* **WHAT THIS TASK INVOLVES**: Using the line that contains "TARGET: grey fabric barrier panel" as the first line and the last line of the data as the final one, give every line in that range again exactly.

---- EXERCISE MATERIALS

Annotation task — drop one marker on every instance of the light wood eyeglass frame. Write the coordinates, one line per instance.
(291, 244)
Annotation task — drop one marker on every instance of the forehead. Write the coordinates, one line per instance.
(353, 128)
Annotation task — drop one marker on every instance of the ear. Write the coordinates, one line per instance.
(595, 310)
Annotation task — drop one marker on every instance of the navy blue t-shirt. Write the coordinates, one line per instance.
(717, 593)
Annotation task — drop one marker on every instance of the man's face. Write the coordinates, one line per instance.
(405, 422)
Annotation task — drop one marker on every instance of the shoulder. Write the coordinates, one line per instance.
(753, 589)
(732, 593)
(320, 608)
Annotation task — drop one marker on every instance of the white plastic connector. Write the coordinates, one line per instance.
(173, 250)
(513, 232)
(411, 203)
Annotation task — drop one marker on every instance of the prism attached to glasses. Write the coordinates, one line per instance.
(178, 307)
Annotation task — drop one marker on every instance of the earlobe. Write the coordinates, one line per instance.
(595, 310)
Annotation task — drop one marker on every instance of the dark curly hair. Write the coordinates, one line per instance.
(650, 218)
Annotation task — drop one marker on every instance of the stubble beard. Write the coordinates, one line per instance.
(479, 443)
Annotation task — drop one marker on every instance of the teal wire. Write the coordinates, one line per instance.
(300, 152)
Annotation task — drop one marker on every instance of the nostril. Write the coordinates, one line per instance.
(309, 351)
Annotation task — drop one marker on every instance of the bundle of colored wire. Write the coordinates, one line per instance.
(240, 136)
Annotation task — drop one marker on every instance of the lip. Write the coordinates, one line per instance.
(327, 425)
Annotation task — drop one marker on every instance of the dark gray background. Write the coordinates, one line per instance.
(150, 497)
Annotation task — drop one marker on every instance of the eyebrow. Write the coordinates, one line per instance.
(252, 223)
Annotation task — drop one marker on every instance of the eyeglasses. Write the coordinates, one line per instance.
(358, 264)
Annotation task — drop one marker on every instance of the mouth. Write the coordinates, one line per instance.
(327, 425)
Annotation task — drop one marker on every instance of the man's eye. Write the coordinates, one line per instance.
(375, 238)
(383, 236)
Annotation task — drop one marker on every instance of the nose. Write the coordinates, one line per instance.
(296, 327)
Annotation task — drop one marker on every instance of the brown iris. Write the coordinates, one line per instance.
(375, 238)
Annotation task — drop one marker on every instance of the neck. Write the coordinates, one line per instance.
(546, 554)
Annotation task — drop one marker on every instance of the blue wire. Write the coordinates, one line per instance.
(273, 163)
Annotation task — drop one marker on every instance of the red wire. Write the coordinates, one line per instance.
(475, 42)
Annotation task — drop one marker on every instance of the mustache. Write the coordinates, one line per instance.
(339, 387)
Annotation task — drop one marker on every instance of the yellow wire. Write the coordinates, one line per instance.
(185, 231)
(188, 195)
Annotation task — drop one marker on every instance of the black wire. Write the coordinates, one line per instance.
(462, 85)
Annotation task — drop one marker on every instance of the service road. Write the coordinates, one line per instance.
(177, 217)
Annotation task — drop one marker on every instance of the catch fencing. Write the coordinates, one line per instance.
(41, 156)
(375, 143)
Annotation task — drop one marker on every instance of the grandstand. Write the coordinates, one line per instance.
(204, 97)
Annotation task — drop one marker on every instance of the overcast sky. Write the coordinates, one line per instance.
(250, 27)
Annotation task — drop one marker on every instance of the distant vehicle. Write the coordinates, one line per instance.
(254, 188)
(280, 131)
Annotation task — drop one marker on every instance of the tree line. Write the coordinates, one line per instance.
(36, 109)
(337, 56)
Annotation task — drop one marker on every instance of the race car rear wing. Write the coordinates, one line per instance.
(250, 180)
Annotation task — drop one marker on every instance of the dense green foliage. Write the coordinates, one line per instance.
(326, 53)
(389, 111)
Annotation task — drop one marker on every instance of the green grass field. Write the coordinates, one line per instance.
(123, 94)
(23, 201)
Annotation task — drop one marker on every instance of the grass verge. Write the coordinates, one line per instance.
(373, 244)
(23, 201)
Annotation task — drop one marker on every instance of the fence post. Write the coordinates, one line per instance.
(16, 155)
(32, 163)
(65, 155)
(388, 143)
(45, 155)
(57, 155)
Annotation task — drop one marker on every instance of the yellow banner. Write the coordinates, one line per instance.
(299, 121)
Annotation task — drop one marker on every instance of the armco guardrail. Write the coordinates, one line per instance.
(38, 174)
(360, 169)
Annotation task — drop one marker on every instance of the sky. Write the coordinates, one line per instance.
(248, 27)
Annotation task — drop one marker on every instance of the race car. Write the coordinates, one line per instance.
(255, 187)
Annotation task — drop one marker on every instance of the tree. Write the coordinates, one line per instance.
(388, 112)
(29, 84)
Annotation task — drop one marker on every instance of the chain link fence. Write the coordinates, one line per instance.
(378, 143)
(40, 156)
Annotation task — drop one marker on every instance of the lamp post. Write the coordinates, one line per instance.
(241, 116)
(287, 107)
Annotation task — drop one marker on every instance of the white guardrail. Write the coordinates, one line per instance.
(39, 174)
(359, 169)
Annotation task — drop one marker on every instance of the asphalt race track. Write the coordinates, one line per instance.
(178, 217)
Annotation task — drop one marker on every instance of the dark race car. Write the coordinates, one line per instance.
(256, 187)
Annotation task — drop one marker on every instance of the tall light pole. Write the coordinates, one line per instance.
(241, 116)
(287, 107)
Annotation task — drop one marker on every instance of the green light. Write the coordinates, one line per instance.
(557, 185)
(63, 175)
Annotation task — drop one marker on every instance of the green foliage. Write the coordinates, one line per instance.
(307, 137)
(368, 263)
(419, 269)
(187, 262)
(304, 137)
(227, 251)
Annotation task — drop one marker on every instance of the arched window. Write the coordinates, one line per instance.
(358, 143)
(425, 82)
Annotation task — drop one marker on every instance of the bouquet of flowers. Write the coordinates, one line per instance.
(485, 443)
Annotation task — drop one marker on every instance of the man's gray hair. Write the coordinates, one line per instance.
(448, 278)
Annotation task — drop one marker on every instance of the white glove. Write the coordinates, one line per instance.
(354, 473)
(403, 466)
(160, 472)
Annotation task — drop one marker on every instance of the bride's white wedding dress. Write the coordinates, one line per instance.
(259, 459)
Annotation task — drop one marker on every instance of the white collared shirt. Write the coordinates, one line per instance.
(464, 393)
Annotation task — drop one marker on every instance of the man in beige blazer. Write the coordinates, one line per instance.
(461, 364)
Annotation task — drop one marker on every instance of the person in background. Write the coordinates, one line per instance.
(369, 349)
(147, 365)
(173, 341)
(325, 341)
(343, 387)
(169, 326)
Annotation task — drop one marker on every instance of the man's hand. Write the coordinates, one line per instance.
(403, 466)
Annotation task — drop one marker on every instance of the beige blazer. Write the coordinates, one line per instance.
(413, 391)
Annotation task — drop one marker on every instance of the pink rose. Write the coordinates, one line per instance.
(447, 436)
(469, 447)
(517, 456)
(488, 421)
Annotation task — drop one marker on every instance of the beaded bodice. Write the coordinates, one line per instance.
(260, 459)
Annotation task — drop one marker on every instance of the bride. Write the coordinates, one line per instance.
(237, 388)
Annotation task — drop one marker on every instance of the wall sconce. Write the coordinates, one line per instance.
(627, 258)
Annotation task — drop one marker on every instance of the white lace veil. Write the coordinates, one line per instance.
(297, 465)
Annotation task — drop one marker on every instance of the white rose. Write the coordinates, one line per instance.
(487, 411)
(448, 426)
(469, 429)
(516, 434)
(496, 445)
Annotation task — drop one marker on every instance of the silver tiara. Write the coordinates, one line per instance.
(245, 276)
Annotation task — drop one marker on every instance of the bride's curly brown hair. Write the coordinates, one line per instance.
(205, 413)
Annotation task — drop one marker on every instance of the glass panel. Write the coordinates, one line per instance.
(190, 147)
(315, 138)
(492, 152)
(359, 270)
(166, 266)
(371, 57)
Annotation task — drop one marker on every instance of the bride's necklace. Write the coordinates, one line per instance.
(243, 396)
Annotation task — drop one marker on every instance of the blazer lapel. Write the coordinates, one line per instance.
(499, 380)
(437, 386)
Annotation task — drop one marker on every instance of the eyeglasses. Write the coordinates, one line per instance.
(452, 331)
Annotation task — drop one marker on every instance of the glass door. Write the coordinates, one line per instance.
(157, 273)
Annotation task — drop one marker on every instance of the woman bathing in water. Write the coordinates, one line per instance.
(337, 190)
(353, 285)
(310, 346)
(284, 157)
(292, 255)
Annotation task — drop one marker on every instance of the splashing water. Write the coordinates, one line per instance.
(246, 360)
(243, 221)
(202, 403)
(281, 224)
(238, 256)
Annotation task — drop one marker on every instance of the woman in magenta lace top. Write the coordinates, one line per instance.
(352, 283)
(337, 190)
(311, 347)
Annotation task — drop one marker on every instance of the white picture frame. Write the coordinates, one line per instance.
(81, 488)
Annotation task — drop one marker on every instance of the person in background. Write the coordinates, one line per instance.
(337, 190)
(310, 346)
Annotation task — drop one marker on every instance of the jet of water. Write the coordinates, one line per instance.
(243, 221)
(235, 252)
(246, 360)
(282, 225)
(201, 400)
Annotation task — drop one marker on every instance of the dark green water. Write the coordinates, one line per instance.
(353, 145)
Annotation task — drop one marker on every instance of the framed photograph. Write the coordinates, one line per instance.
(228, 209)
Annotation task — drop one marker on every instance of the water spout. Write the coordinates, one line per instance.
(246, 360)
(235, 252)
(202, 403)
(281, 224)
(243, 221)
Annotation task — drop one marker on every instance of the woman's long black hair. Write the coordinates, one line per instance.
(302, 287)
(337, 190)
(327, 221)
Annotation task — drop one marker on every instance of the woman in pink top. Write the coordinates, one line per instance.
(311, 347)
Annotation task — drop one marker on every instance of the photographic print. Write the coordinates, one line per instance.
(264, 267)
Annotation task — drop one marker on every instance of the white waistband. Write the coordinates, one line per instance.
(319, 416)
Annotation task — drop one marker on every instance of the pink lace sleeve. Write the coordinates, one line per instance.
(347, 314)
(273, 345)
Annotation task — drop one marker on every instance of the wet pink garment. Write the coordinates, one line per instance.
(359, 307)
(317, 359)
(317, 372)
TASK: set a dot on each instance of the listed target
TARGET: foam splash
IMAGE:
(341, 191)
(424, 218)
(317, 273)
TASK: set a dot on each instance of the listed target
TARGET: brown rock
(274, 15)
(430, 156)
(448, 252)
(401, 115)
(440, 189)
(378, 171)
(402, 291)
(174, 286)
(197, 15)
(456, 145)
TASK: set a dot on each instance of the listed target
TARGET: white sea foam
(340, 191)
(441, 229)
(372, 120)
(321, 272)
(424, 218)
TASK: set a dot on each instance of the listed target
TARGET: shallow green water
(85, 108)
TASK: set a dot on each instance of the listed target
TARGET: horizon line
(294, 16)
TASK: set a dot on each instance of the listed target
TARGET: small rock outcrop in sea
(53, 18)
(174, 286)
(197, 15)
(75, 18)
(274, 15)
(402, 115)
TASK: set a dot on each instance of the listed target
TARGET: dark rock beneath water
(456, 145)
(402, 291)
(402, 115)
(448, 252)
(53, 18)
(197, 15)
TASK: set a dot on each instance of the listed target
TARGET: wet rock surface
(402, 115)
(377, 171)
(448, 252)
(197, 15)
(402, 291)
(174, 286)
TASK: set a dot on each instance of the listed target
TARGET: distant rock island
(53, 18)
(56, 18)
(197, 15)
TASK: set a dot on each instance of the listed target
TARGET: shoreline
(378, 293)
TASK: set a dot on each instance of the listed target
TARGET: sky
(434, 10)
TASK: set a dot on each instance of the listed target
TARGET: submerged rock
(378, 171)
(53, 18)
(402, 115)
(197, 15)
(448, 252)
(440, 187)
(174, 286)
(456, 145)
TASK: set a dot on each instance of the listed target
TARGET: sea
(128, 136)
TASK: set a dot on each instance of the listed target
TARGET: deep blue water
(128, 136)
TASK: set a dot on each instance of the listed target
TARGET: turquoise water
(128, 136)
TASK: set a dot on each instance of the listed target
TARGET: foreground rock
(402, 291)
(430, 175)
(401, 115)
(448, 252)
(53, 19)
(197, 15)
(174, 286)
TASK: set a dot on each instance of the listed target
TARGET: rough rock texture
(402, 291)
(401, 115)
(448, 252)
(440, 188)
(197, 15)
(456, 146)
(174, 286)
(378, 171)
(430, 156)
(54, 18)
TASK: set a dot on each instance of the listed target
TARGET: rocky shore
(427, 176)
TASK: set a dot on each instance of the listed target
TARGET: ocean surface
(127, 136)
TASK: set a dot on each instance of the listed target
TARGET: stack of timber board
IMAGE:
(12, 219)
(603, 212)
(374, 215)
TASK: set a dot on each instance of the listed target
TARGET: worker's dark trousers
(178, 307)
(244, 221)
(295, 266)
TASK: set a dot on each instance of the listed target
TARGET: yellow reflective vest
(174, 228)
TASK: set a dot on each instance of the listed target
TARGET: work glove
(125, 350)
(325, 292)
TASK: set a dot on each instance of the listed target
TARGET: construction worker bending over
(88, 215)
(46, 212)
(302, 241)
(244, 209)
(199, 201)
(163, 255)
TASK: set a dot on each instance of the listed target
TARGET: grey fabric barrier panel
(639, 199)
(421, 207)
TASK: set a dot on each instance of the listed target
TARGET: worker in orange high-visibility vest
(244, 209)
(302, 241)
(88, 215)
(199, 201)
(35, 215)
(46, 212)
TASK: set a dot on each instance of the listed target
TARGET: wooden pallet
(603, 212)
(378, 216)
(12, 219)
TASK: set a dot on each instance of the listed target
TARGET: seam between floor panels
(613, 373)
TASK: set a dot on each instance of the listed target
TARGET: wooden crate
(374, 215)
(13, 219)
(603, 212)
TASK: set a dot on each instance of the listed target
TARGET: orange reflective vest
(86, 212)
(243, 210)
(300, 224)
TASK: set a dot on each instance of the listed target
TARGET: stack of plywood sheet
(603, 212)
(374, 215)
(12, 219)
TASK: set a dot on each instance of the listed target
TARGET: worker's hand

--------

* **RESPONSE AREA**:
TARGET: grey fabric barrier panel
(639, 199)
(421, 207)
TASK: set a dot on each instance of the listed target
TARGET: worker in orange high-visibility vest
(244, 209)
(302, 241)
(88, 215)
(199, 201)
(35, 215)
(46, 212)
TASK: set a dot on each instance of the listed target
TARGET: wooden pallet
(603, 212)
(378, 216)
(12, 219)
TASK: set a dot on each instance of the listed target
TARGET: seam between floor panels
(613, 373)
TASK: set a dot on each instance of the listed target
TARGET: wooden crate
(374, 215)
(13, 219)
(603, 212)
TASK: set a dot on each instance of the listed target
TARGET: orange reflective vest
(86, 212)
(243, 210)
(300, 224)
TASK: set a dot on each instance of the listed target
TARGET: stack of plywood sheet
(603, 212)
(374, 215)
(12, 219)
TASK: set a dot on each instance of the listed target
TARGET: worker's hand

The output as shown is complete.